▶ _DATA SUPPLIED_
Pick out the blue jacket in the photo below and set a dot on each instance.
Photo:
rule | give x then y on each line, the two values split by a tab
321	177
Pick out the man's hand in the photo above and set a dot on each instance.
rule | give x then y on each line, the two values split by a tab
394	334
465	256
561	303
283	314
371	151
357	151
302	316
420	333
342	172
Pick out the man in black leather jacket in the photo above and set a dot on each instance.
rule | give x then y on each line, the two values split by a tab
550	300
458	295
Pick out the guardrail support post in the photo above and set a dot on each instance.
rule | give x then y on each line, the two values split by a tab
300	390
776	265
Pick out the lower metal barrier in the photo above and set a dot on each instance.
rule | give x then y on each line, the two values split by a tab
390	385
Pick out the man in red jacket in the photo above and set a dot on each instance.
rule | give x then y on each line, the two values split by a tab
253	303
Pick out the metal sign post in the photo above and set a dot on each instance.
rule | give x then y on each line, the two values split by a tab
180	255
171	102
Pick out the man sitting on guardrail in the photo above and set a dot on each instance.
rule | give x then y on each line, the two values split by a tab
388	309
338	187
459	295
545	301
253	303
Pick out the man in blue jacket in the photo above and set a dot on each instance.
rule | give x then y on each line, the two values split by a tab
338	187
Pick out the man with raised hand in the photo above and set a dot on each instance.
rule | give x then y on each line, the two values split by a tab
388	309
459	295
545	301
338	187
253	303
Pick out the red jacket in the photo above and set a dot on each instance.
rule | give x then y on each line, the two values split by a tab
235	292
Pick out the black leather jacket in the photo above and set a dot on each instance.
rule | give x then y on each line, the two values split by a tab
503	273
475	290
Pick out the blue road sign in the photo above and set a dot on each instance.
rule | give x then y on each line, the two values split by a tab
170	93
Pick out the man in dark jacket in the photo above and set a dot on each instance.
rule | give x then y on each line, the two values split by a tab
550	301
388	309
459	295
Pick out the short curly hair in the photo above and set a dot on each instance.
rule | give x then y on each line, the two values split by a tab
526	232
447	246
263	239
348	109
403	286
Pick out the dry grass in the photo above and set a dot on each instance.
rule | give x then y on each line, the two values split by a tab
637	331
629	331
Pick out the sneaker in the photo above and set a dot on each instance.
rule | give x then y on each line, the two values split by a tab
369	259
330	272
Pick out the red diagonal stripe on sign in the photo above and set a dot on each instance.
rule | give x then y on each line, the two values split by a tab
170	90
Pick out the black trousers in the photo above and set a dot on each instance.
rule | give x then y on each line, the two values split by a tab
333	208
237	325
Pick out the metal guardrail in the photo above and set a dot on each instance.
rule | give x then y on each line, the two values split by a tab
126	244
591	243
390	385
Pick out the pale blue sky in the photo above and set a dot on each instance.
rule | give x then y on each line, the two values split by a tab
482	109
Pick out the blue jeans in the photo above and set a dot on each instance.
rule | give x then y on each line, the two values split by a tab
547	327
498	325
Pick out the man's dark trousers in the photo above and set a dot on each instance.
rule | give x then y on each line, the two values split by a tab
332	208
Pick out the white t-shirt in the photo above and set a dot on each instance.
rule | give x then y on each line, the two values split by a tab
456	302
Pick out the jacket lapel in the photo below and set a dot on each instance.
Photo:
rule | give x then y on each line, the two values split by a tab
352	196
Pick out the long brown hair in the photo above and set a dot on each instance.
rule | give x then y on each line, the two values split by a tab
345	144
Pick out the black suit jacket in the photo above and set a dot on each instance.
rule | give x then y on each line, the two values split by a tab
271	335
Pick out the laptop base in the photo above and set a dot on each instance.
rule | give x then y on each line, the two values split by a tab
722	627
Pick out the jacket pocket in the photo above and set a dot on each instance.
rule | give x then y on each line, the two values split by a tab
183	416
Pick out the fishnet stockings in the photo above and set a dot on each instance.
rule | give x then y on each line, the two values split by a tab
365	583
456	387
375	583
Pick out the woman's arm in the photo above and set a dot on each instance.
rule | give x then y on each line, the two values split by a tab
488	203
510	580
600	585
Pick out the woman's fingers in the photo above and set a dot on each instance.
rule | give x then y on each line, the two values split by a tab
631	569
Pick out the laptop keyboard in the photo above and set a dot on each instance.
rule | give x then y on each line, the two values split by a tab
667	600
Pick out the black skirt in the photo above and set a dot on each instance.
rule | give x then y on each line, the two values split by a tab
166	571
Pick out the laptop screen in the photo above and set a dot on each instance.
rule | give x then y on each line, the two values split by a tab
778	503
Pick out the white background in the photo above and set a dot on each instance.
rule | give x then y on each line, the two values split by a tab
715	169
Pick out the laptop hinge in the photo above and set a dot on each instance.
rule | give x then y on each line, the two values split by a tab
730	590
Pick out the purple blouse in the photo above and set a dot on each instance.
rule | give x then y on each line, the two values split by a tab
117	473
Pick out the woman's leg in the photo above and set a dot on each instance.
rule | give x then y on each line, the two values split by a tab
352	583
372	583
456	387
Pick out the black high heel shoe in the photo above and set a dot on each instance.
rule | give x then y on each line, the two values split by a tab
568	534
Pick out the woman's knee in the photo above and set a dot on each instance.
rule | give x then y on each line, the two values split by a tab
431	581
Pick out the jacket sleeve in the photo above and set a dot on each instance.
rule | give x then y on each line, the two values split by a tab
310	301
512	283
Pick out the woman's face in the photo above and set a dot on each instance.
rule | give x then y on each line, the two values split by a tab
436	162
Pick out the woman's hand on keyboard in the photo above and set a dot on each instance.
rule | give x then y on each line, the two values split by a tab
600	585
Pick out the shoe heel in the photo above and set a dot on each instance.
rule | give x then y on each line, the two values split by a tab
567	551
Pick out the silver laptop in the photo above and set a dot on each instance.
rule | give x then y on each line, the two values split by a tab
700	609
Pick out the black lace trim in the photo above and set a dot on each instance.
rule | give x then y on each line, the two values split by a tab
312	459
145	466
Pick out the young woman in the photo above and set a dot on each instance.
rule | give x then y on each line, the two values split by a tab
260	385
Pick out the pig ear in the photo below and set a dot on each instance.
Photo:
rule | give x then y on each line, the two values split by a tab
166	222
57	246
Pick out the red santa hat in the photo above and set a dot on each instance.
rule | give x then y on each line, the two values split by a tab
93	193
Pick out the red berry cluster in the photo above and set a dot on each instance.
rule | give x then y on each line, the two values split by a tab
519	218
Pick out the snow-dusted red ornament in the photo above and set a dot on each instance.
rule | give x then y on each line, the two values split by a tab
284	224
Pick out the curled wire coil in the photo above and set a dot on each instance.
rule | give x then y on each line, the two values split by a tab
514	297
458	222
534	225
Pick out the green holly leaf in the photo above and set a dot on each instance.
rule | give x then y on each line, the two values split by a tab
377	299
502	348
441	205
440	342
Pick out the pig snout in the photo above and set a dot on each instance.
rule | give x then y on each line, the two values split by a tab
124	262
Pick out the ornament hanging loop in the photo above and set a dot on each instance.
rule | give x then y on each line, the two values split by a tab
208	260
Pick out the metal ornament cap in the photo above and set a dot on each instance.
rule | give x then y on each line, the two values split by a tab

▶ _STATED TASK_
Please convert every line of the rows above into a JSON list of strings, one string per line, with blank lines left out.

▶ _TASK RESPONSE_
[
  "Pick out the blue jacket in the photo below and set a dot on each instance.",
  "Photo:",
  "rule | give x then y on each line, the two values split by a tab",
  "321\t177",
  "Pick out the man's hand in the photo above and set a dot on each instance.",
  "rule | give x then y on each line, the two values split by a tab",
  "394\t334",
  "465\t256",
  "561\t303",
  "283\t314",
  "371\t151",
  "357\t151",
  "302\t316",
  "420\t333",
  "342\t172",
  "Pick out the man in black leather jacket in the photo above and set a dot on each instance.",
  "rule | give x then y on each line, the two values split by a tab",
  "550\t300",
  "458\t295",
  "Pick out the guardrail support post in the photo above and set a dot on each instance.",
  "rule | give x then y on each line, the two values split by a tab",
  "300\t390",
  "776\t265",
  "Pick out the lower metal barrier in the photo above and set a dot on each instance.",
  "rule | give x then y on each line, the two values split by a tab",
  "390\t385",
  "Pick out the man in red jacket in the photo above and set a dot on each instance.",
  "rule | give x then y on each line, the two values split by a tab",
  "253\t303",
  "Pick out the metal sign post in the photo above and set a dot on each instance.",
  "rule | give x then y on each line, the two values split by a tab",
  "180\t255",
  "171\t102",
  "Pick out the man sitting on guardrail in the photo above and set a dot on each instance.",
  "rule | give x then y on each line, the two values split by a tab",
  "388\t309",
  "338\t187",
  "459\t295",
  "545\t301",
  "253\t303",
  "Pick out the man in blue jacket in the photo above and set a dot on each instance.",
  "rule | give x then y on each line, the two values split by a tab",
  "338\t187",
  "Pick out the man with raised hand in the photo above and set a dot on each instance.",
  "rule | give x then y on each line, the two values split by a tab",
  "388\t309",
  "459\t295",
  "545\t301",
  "338\t187",
  "253\t303",
  "Pick out the red jacket in the photo above and set a dot on each instance.",
  "rule | give x then y on each line, the two values split by a tab",
  "235\t292",
  "Pick out the black leather jacket in the photo above and set a dot on each instance.",
  "rule | give x then y on each line, the two values split by a tab",
  "503\t273",
  "475\t290",
  "Pick out the blue road sign in the photo above and set a dot on each instance.",
  "rule | give x then y on each line, the two values split by a tab",
  "170\t93",
  "Pick out the man in dark jacket in the photo above and set a dot on each instance.",
  "rule | give x then y on each line, the two values split by a tab",
  "550\t301",
  "388\t309",
  "459\t295",
  "Pick out the short curly hair in the photo above and set a dot on each instance.",
  "rule | give x then y on each line, the two values split by a tab",
  "526\t232",
  "447\t246",
  "263\t239",
  "348\t109",
  "403\t286",
  "Pick out the dry grass in the photo above and set a dot on each instance.",
  "rule | give x then y on each line, the two values split by a tab",
  "637\t331",
  "629\t331",
  "Pick out the sneaker in the photo above and set a dot on each instance.",
  "rule | give x then y on each line, the two values split by a tab",
  "369\t259",
  "330\t272",
  "Pick out the red diagonal stripe on sign in the photo above and set a dot on each instance.",
  "rule | give x then y on each line, the two values split by a tab",
  "170\t90",
  "Pick out the black trousers in the photo above and set a dot on each instance.",
  "rule | give x then y on each line, the two values split by a tab",
  "333\t208",
  "237\t325",
  "Pick out the metal guardrail in the photo above and set a dot on each instance.",
  "rule | give x then y on each line, the two values split by a tab",
  "126\t244",
  "591\t243",
  "390\t385",
  "Pick out the pale blue sky in the photo above and set a dot on each instance.",
  "rule | give x then y on each line, the two values split by a tab",
  "482\t109",
  "Pick out the blue jeans in the photo above and set a dot on each instance.",
  "rule | give x then y on each line, the two values split by a tab",
  "547\t327",
  "498\t325",
  "Pick out the man's dark trousers in the photo above and set a dot on each instance.",
  "rule | give x then y on each line, the two values split by a tab",
  "332\t208",
  "Pick out the white t-shirt in the photo above and set a dot on each instance.",
  "rule | give x then y on each line, the two values split by a tab",
  "456\t302",
  "Pick out the jacket lapel in the photo below and set a dot on each instance.",
  "Photo:",
  "rule | give x then y on each line, the two values split by a tab",
  "352\t196",
  "Pick out the long brown hair in the photo above and set a dot on each instance.",
  "rule | give x then y on each line, the two values split by a tab",
  "345\t144",
  "Pick out the black suit jacket in the photo above and set a dot on each instance.",
  "rule | give x then y on each line, the two values split by a tab",
  "271\t335",
  "Pick out the laptop base in the photo above and set a dot on each instance.",
  "rule | give x then y on each line, the two values split by a tab",
  "722\t627",
  "Pick out the jacket pocket in the photo above and set a dot on each instance.",
  "rule | give x then y on each line, the two values split by a tab",
  "183\t416",
  "Pick out the fishnet stockings in the photo above and set a dot on each instance.",
  "rule | give x then y on each line, the two values split by a tab",
  "365\t583",
  "456\t387",
  "375\t583",
  "Pick out the woman's arm in the photo above and set a dot on each instance.",
  "rule | give x then y on each line, the two values split by a tab",
  "488\t203",
  "510\t580",
  "600\t585",
  "Pick out the woman's fingers in the photo above and set a dot on each instance.",
  "rule | give x then y on each line, the two values split by a tab",
  "631\t569",
  "Pick out the laptop keyboard in the photo above and set a dot on each instance.",
  "rule | give x then y on each line, the two values split by a tab",
  "667\t600",
  "Pick out the black skirt in the photo above and set a dot on each instance.",
  "rule | give x then y on each line, the two values split by a tab",
  "166\t571",
  "Pick out the laptop screen in the photo above and set a dot on each instance.",
  "rule | give x then y on each line, the two values split by a tab",
  "778\t503",
  "Pick out the white background in the photo above and set a dot on each instance.",
  "rule | give x then y on each line, the two values split by a tab",
  "715\t169",
  "Pick out the laptop hinge in the photo above and set a dot on each instance.",
  "rule | give x then y on each line, the two values split by a tab",
  "730\t590",
  "Pick out the purple blouse in the photo above and set a dot on each instance.",
  "rule | give x then y on each line, the two values split by a tab",
  "117\t473",
  "Pick out the woman's leg in the photo above and set a dot on each instance.",
  "rule | give x then y on each line, the two values split by a tab",
  "352\t583",
  "372\t583",
  "456\t387",
  "Pick out the black high heel shoe in the photo above and set a dot on each instance.",
  "rule | give x then y on each line, the two values split by a tab",
  "568\t534",
  "Pick out the woman's knee in the photo above and set a dot on each instance.",
  "rule | give x then y on each line, the two values split by a tab",
  "431\t581",
  "Pick out the jacket sleeve in the photo above and set a dot on each instance.",
  "rule | give x then y on each line, the two values split by a tab",
  "310\t301",
  "512\t283",
  "Pick out the woman's face in the photo above and set a dot on each instance.",
  "rule | give x then y on each line, the two values split by a tab",
  "436\t162",
  "Pick out the woman's hand on keyboard in the photo above and set a dot on each instance.",
  "rule | give x then y on each line, the two values split by a tab",
  "600\t585",
  "Pick out the shoe heel in the photo above and set a dot on each instance.",
  "rule | give x then y on each line, the two values split by a tab",
  "567\t551",
  "Pick out the silver laptop in the photo above and set a dot on each instance.",
  "rule | give x then y on each line, the two values split by a tab",
  "700\t609",
  "Pick out the black lace trim in the photo above and set a dot on each instance.",
  "rule | give x then y on each line, the two values split by a tab",
  "312\t459",
  "145\t466",
  "Pick out the young woman in the photo above and set a dot on each instance.",
  "rule | give x then y on each line, the two values split by a tab",
  "260\t385",
  "Pick out the pig ear in the photo below and set a dot on each instance.",
  "Photo:",
  "rule | give x then y on each line, the two values split by a tab",
  "166\t222",
  "57\t246",
  "Pick out the red santa hat in the photo above and set a dot on each instance.",
  "rule | give x then y on each line, the two values split by a tab",
  "93\t193",
  "Pick out the red berry cluster in the photo above and set a dot on each instance.",
  "rule | give x then y on each line, the two values split by a tab",
  "519\t218",
  "Pick out the snow-dusted red ornament in the photo above and set a dot on each instance.",
  "rule | give x then y on each line, the two values split by a tab",
  "284\t224",
  "Pick out the curled wire coil in the photo above and set a dot on each instance.",
  "rule | give x then y on each line, the two values split by a tab",
  "514\t297",
  "458\t222",
  "534\t225",
  "Pick out the green holly leaf in the photo above and set a dot on each instance.",
  "rule | give x then y on each line, the two values split by a tab",
  "377\t299",
  "502\t348",
  "441\t205",
  "440\t342",
  "Pick out the pig snout in the photo above and set a dot on each instance.",
  "rule | give x then y on each line, the two values split by a tab",
  "124\t262",
  "Pick out the ornament hanging loop in the photo above and set a dot on each instance.",
  "rule | give x then y on each line, the two values split by a tab",
  "208\t260",
  "Pick out the metal ornament cap in the photo above and set a dot on each instance.",
  "rule | give x then y on each line, the two values split by a tab"
]